> Exercise directions
Write out only the stretch of lines from the one containing "Please put a point on each instance of the white" through the one containing "Please put a point on each instance of the blue" as a numbered list, skipping any blank lines.

> Exercise data
==============================
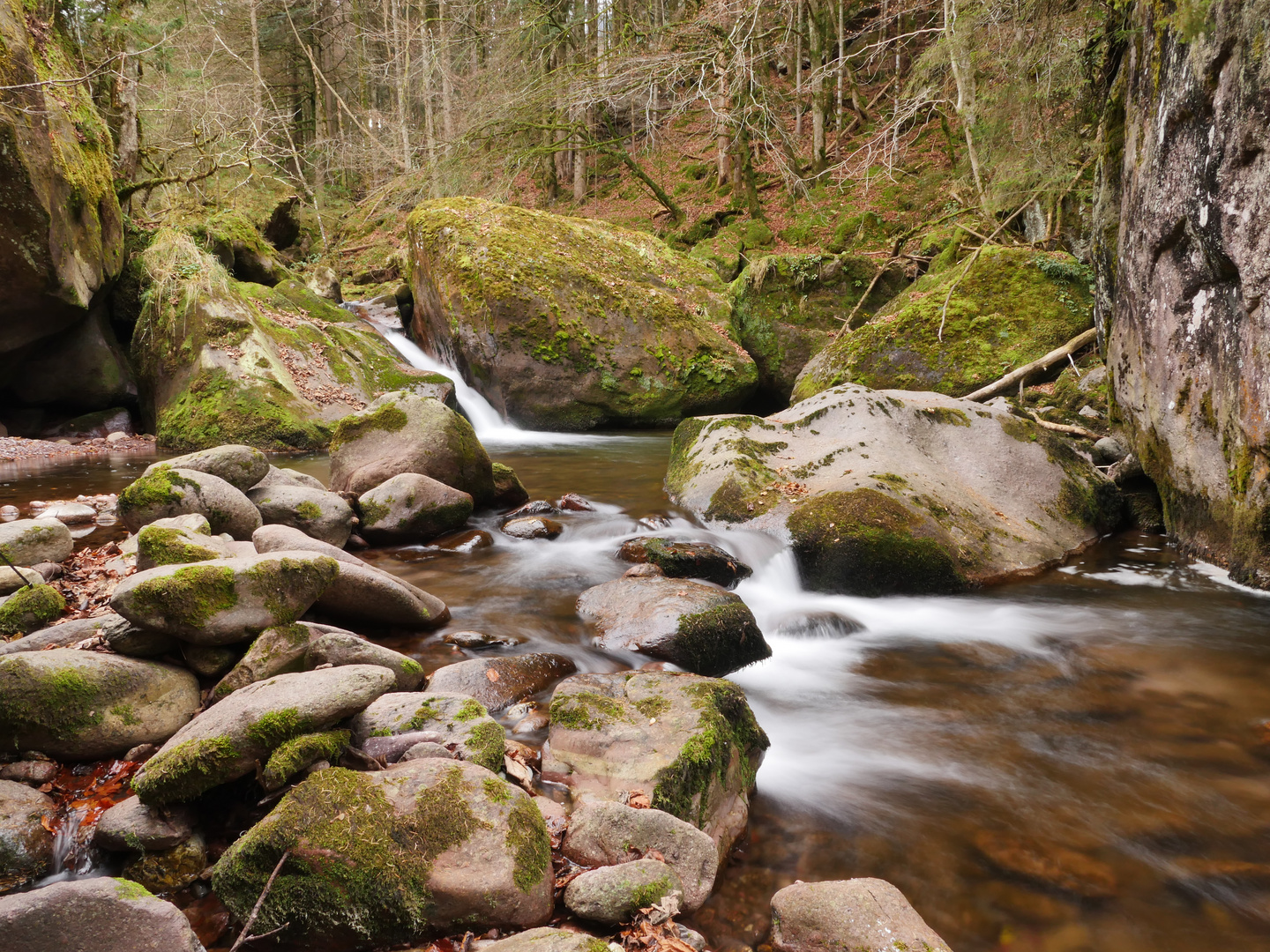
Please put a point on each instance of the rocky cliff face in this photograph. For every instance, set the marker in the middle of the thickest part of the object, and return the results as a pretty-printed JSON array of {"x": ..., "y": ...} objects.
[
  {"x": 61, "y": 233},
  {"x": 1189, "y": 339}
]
==============================
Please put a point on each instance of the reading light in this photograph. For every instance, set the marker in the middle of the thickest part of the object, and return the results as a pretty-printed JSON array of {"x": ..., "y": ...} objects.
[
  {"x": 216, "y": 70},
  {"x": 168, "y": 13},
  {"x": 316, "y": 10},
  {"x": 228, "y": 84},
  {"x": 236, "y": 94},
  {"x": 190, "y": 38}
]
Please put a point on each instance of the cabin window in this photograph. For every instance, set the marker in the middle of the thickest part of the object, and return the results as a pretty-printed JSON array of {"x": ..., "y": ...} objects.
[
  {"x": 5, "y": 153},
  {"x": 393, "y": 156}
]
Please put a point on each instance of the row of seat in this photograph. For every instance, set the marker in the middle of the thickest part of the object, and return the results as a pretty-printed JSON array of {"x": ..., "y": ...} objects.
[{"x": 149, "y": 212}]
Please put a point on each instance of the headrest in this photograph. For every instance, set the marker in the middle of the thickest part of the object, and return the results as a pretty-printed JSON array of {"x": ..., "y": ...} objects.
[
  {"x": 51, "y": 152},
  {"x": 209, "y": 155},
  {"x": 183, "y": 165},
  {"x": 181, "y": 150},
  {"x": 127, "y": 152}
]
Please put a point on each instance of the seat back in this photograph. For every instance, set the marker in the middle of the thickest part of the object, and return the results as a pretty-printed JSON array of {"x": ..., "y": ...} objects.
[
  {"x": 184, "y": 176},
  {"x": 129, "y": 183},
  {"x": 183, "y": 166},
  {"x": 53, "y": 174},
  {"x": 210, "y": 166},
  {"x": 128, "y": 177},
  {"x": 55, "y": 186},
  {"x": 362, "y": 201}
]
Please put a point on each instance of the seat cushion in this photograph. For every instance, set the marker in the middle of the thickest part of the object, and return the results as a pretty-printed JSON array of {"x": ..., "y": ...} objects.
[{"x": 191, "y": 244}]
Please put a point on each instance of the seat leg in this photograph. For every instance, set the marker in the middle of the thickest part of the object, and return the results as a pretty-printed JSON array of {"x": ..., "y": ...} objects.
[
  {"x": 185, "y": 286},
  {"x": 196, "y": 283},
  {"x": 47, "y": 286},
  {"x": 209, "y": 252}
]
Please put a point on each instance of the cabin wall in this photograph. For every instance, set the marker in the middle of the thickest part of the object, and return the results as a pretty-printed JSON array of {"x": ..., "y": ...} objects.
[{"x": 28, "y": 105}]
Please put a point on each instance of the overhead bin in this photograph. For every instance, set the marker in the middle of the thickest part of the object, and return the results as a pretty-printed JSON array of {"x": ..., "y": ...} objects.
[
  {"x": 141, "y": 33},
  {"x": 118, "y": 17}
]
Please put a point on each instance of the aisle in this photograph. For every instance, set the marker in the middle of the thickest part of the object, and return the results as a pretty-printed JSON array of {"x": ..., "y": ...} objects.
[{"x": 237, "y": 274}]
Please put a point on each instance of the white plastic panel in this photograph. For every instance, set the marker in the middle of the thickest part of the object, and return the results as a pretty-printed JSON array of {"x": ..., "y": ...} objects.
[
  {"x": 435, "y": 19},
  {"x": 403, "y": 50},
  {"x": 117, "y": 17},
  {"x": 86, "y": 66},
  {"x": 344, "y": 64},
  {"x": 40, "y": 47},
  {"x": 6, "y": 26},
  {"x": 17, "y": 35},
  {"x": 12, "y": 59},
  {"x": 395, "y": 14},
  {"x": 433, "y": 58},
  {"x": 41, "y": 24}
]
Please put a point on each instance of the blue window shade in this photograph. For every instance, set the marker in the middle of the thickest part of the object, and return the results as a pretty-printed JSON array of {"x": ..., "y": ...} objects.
==============================
> Solution to this problem
1. Please put a point on each instance of the white plastic panel in this photograph. For every instance, set the marker in the middle of the thickest part of the object, and return the results as a pretty-printed JSON array of {"x": ..., "y": ...} objects.
2. [
3.   {"x": 435, "y": 19},
4.   {"x": 403, "y": 50},
5.   {"x": 117, "y": 17},
6.   {"x": 86, "y": 66},
7.   {"x": 344, "y": 64},
8.   {"x": 40, "y": 47},
9.   {"x": 6, "y": 26},
10.   {"x": 17, "y": 35},
11.   {"x": 12, "y": 59},
12.   {"x": 395, "y": 14},
13.   {"x": 433, "y": 58},
14.   {"x": 41, "y": 24}
15. ]
16. Please put a point on each instance of the blue window shade in this photograph. For every instance, set the marker in the middle of the thickest part of the object, and return the results as a pretty-printed JSON array of {"x": ..., "y": ...} objects.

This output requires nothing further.